## SOURCE TEXT:
Gender and Class in Jobs
I’m interested in the class differences in jobs between the genders. Most jobs have a certain class suggestion that goes along with them, for example, engineering is generally considered to be a higher class job than say telephone operator or factory worker. But I think for some jobs there are different class implications that go along with being either male or female in that job.
One job where this difference seems apparent to me is truck drivers. I was interested in looking at women in truck driving because my mom’s boyfriend is a truck driver, and has been trying to convince me to try it out for years.
What I found was that there was a class implication specific to being a female truck driver, as opposed to just a truck driver in general. There was an assumption that you only wanted to be a truck driver if you were a woman because your husband was a truck driver, or because you were a single mother desperate to provide for her family. Unlike male truck drivers, there seemed to be a certain desperation that is implied with being a female truck driver. For men, truck driving could be explained as a love of the open road, or interest in driving/technology, or as a good way to make a living without much in the way of formal education.

## WORK INSTRUCTIONS:
Please answer these questions from the text on gender and class in jobs, one per line:
1. Which job is named as generally considered higher class than telephone operator or factory worker?
2. Who in the writer's life is a truck driver?
3. What explanations for truck driving are given for men?

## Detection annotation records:
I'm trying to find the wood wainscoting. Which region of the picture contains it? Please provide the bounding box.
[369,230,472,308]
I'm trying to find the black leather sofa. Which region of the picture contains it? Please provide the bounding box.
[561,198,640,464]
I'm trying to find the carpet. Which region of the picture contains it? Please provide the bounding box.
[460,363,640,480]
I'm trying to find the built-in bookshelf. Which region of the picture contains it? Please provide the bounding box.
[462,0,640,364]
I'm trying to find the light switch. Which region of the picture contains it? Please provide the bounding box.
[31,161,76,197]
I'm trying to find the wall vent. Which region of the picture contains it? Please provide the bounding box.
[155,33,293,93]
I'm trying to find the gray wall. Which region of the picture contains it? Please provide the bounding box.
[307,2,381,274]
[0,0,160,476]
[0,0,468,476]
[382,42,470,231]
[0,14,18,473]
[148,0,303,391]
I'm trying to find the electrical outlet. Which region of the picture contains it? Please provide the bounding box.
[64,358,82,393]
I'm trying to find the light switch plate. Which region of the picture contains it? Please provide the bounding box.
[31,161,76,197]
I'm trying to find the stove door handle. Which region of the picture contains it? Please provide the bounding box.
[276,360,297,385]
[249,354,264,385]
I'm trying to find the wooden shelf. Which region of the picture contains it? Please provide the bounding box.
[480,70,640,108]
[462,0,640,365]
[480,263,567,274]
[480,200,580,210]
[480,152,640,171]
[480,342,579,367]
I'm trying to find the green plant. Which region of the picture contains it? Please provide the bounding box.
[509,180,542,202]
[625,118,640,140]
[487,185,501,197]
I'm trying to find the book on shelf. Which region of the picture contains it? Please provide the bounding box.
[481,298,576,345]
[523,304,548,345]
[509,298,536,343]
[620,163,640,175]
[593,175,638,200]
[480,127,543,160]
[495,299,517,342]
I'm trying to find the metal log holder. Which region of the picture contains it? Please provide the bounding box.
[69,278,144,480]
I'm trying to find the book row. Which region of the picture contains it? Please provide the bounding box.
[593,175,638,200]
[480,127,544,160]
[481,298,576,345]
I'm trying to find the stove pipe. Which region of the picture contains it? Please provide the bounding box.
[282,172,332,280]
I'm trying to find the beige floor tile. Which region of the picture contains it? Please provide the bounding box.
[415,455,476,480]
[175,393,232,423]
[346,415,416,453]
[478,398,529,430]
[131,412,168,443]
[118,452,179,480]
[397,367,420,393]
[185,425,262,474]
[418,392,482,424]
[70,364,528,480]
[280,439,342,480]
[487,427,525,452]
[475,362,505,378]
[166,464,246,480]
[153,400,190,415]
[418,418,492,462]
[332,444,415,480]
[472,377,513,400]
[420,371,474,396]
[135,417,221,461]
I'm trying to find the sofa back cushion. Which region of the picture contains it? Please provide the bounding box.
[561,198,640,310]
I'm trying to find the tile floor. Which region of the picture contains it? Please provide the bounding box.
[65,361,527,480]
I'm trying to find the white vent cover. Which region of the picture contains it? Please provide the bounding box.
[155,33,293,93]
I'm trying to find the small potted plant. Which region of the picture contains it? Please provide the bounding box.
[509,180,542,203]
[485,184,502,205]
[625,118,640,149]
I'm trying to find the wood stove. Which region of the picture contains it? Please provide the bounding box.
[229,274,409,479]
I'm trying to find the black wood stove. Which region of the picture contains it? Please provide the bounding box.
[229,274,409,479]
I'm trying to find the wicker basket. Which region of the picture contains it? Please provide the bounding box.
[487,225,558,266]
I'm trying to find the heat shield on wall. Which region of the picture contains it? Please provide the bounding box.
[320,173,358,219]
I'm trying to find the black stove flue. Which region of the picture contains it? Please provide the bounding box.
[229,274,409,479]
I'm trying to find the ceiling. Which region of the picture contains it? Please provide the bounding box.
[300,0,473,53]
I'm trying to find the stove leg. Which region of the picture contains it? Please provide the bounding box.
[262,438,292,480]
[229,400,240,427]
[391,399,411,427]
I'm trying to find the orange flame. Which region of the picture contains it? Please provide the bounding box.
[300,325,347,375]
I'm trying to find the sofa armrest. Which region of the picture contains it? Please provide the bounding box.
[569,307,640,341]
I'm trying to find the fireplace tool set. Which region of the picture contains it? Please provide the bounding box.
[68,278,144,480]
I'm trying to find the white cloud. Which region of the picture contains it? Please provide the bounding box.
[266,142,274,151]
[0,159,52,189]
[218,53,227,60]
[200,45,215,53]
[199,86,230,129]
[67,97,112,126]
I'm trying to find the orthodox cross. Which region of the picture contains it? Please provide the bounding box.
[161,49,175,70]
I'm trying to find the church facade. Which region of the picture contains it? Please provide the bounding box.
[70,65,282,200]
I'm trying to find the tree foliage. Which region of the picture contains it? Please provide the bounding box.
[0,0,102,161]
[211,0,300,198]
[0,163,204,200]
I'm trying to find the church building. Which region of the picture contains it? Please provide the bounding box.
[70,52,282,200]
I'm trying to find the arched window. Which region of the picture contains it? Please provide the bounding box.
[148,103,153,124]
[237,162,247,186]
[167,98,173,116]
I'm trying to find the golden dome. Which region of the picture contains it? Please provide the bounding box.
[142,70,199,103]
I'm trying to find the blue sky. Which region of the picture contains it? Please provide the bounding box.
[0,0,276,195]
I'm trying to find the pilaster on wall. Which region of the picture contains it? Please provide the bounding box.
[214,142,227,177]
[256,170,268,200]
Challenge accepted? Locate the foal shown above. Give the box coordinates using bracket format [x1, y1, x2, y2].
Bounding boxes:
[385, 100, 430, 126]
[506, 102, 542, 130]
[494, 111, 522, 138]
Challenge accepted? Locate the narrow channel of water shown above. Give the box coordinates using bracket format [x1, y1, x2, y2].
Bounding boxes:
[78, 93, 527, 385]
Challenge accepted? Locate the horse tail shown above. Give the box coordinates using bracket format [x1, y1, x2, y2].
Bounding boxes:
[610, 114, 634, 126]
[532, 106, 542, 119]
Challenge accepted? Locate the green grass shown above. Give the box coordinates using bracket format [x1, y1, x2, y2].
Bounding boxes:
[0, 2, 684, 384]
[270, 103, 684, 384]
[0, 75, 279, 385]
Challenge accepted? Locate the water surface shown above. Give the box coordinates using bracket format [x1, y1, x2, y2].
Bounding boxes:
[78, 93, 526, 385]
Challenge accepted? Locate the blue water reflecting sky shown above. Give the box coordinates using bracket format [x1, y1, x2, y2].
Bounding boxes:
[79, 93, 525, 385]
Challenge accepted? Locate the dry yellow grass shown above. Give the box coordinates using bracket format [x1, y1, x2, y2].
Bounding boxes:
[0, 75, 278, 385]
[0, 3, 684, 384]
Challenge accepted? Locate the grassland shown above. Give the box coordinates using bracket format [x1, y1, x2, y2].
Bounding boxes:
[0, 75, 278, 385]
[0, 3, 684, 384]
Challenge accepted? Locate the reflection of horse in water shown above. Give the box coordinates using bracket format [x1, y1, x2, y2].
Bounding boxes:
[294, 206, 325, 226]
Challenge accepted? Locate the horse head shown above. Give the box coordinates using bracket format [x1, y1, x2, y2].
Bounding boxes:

## TASK ANSWER:
1. Engineering.
2. The writer's mom's boyfriend.
3. A love of the open road, an interest in driving/technology, or a good way to make a living without much in the way of formal education.